TASK DIRECTIONS:
Can you recast every one of the records below as a Markdown table with the columns "Row" and "Line", giving each row a number and one line, and leaving out blank lines?
+++ MATERIAL SUPPLIED +++
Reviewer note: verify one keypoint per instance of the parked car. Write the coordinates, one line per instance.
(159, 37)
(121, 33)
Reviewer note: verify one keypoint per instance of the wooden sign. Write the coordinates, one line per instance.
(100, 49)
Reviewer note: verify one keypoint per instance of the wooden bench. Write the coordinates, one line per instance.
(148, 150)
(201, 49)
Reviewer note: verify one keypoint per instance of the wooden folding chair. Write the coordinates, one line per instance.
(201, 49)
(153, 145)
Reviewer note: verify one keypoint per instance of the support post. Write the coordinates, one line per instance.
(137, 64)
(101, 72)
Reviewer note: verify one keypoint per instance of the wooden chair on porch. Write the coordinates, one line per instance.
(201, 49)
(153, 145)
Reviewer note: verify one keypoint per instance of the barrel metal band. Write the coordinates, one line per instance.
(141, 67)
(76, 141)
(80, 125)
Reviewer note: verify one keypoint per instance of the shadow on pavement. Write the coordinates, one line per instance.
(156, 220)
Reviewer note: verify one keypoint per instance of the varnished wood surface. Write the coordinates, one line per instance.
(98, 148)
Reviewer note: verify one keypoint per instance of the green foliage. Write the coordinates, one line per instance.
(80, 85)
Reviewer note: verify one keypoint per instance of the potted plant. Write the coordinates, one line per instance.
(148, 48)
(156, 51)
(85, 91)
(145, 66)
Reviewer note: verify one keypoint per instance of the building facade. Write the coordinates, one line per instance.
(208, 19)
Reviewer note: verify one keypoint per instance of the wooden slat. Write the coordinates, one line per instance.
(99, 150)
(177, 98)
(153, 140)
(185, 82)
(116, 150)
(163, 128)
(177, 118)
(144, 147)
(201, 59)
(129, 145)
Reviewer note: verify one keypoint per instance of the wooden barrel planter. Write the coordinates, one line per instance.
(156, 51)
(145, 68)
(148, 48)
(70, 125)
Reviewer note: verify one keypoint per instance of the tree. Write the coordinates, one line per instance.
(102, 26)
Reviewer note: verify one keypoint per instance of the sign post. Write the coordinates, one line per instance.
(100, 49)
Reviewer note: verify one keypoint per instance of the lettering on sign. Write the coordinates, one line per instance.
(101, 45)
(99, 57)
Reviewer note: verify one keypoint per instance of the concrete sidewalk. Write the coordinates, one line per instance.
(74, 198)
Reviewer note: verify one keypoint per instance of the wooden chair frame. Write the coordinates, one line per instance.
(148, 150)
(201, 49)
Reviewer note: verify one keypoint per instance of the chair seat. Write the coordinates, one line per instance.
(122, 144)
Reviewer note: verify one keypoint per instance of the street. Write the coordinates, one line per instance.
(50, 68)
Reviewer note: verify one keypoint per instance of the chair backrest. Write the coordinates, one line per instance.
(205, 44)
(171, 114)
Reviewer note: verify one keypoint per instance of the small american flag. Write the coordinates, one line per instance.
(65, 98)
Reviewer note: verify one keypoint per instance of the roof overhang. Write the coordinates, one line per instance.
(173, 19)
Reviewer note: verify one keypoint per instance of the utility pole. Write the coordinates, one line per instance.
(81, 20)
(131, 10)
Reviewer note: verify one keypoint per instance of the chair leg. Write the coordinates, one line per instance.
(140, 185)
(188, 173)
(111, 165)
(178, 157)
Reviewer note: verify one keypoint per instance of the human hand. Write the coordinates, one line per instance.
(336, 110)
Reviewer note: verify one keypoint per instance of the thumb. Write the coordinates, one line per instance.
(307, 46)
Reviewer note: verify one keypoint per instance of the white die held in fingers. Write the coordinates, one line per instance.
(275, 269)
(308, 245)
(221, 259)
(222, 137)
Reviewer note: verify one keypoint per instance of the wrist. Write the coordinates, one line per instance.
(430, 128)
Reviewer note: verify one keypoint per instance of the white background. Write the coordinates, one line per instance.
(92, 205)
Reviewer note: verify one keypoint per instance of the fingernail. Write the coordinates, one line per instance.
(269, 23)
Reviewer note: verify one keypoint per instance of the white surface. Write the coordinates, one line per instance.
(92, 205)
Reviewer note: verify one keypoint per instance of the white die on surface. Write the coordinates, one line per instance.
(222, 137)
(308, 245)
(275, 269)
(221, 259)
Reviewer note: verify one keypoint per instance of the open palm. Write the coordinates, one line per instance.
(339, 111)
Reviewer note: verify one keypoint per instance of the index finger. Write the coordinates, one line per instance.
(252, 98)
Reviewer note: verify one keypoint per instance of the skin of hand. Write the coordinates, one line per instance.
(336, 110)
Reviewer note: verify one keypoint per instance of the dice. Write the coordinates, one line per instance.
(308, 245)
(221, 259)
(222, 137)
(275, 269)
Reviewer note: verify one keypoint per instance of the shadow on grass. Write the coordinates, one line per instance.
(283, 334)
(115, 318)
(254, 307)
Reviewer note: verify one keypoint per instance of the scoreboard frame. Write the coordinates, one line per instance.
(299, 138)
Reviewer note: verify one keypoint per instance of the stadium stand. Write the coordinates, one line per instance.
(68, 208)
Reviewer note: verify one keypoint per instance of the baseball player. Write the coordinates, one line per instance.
+++
FINAL RESULT:
| Row | Line |
|---|---|
| 1 | Reviewer note: verify one keypoint per instance of the parked car. Write the coordinates, one line per instance. |
| 2 | (159, 37) |
| 3 | (121, 33) |
| 4 | Reviewer note: verify one keypoint per instance of the wooden sign. Write the coordinates, one line per instance. |
| 5 | (100, 49) |
| 6 | Reviewer note: verify one keypoint per instance of the wooden bench. Write the coordinates, one line per instance. |
| 7 | (148, 150) |
| 8 | (201, 49) |
| 9 | Reviewer note: verify one keypoint per instance of the wooden folding chair. Write the coordinates, one line per instance. |
| 10 | (201, 49) |
| 11 | (153, 145) |
| 12 | Reviewer note: verify one keypoint per instance of the support post. Write the coordinates, one line per instance. |
| 13 | (137, 64) |
| 14 | (101, 72) |
| 15 | Reviewer note: verify one keypoint per instance of the wooden chair on porch. Write the coordinates, one line per instance. |
| 16 | (201, 49) |
| 17 | (153, 145) |
| 18 | Reviewer note: verify one keypoint per instance of the barrel metal band. Write the coordinates, one line per instance. |
| 19 | (141, 67) |
| 20 | (76, 141) |
| 21 | (80, 125) |
| 22 | Reviewer note: verify one keypoint per instance of the shadow on pavement. Write the coordinates, one line per instance. |
| 23 | (156, 220) |
| 24 | Reviewer note: verify one keypoint per instance of the varnished wood surface. Write the coordinates, one line per instance. |
| 25 | (98, 148) |
| 26 | Reviewer note: verify one keypoint per instance of the green foliage. Write the coordinates, one line per instance. |
| 27 | (80, 85) |
| 28 | Reviewer note: verify one keypoint per instance of the potted plant. Write the coordinates, one line per instance. |
| 29 | (148, 48) |
| 30 | (156, 51) |
| 31 | (85, 91) |
| 32 | (145, 66) |
| 33 | Reviewer note: verify one keypoint per instance of the building facade. Write the coordinates, one line per instance. |
| 34 | (208, 19) |
| 35 | Reviewer note: verify one keypoint per instance of the wooden slat. Write the coordinates, one line per instance. |
| 36 | (99, 150) |
| 37 | (177, 98) |
| 38 | (153, 140) |
| 39 | (185, 82) |
| 40 | (116, 150) |
| 41 | (163, 128) |
| 42 | (177, 118) |
| 43 | (144, 147) |
| 44 | (201, 59) |
| 45 | (129, 145) |
| 46 | Reviewer note: verify one keypoint per instance of the wooden barrel planter. Write the coordinates, one line per instance. |
| 47 | (156, 51) |
| 48 | (145, 68) |
| 49 | (148, 48) |
| 50 | (70, 125) |
| 51 | Reviewer note: verify one keypoint per instance of the tree. Write the coordinates, one line per instance. |
| 52 | (102, 26) |
| 53 | Reviewer note: verify one keypoint per instance of the sign post. Write the coordinates, one line per instance. |
| 54 | (100, 49) |
| 55 | Reviewer note: verify one keypoint per instance of the lettering on sign. Write the coordinates, one line per instance. |
| 56 | (101, 45) |
| 57 | (99, 57) |
| 58 | Reviewer note: verify one keypoint per instance of the concrete sidewalk. Write the coordinates, one line per instance. |
| 59 | (74, 198) |
| 60 | Reviewer note: verify one keypoint per instance of the wooden chair frame. Write the coordinates, one line per instance. |
| 61 | (148, 150) |
| 62 | (201, 49) |
| 63 | Reviewer note: verify one keypoint per instance of the chair seat. Write the coordinates, one line per instance. |
| 64 | (122, 144) |
| 65 | Reviewer note: verify one keypoint per instance of the street. Write the coordinates, one line per instance. |
| 66 | (50, 68) |
| 67 | Reviewer note: verify one keypoint per instance of the chair backrest. Write the coordinates, one line per instance. |
| 68 | (205, 44) |
| 69 | (171, 114) |
| 70 | Reviewer note: verify one keypoint per instance of the small american flag. Write the coordinates, one line per instance. |
| 71 | (65, 98) |
| 72 | Reviewer note: verify one keypoint per instance of the roof overhang. Write the coordinates, one line per instance. |
| 73 | (173, 19) |
| 74 | Reviewer note: verify one keypoint per instance of the utility pole. Write the coordinates, one line per instance. |
| 75 | (81, 20) |
| 76 | (131, 10) |
| 77 | Reviewer note: verify one keypoint per instance of the chair leg. Write the coordinates, one line per instance. |
| 78 | (140, 185) |
| 79 | (188, 173) |
| 80 | (111, 165) |
| 81 | (178, 157) |
| 82 | Reviewer note: verify one keypoint per instance of the human hand. Write the coordinates, one line per instance. |
| 83 | (336, 110) |
| 84 | Reviewer note: verify one keypoint per instance of the thumb. Write the coordinates, one line per instance. |
| 85 | (307, 46) |
| 86 | Reviewer note: verify one keypoint per instance of the white die held in fingers. Write the coordinates, one line per instance. |
| 87 | (275, 269) |
| 88 | (308, 245) |
| 89 | (221, 259) |
| 90 | (222, 137) |
| 91 | Reviewer note: verify one keypoint per instance of the wrist. Write the coordinates, one line per instance. |
| 92 | (430, 128) |
| 93 | Reviewer note: verify one keypoint per instance of the white background. Write the coordinates, one line per instance. |
| 94 | (92, 205) |
| 95 | Reviewer note: verify one keypoint per instance of the fingernail. Write the coordinates, one line per instance. |
| 96 | (269, 23) |
| 97 | Reviewer note: verify one keypoint per instance of the white surface. Write the coordinates, one line per instance. |
| 98 | (92, 205) |
| 99 | Reviewer note: verify one keypoint per instance of the white die on surface. Write the coordinates, one line per instance. |
| 100 | (222, 137) |
| 101 | (308, 245) |
| 102 | (275, 269) |
| 103 | (221, 259) |
| 104 | Reviewer note: verify one keypoint per instance of the open palm. Write the coordinates, one line per instance. |
| 105 | (339, 111) |
| 106 | Reviewer note: verify one keypoint per instance of the index finger. Write the coordinates, one line per instance. |
| 107 | (252, 98) |
| 108 | Reviewer note: verify one keypoint per instance of the skin of hand. Write the coordinates, one line per instance. |
| 109 | (336, 110) |
| 110 | Reviewer note: verify one keypoint per instance of the dice. Write the coordinates, one line per instance. |
| 111 | (308, 245) |
| 112 | (221, 259) |
| 113 | (222, 137) |
| 114 | (275, 269) |
| 115 | Reviewer note: verify one keypoint per instance of the shadow on grass. Write the coordinates, one line per instance. |
| 116 | (283, 334) |
| 117 | (115, 318) |
| 118 | (254, 307) |
| 119 | Reviewer note: verify one keypoint per instance of the scoreboard frame. Write the coordinates, one line per instance. |
| 120 | (299, 138) |
| 121 | Reviewer note: verify one keypoint per instance of the stadium stand. Write the coordinates, one line per instance. |
| 122 | (68, 208) |
| 123 | Reviewer note: verify one keypoint per instance of the baseball player. Write the coordinates, one line per instance. |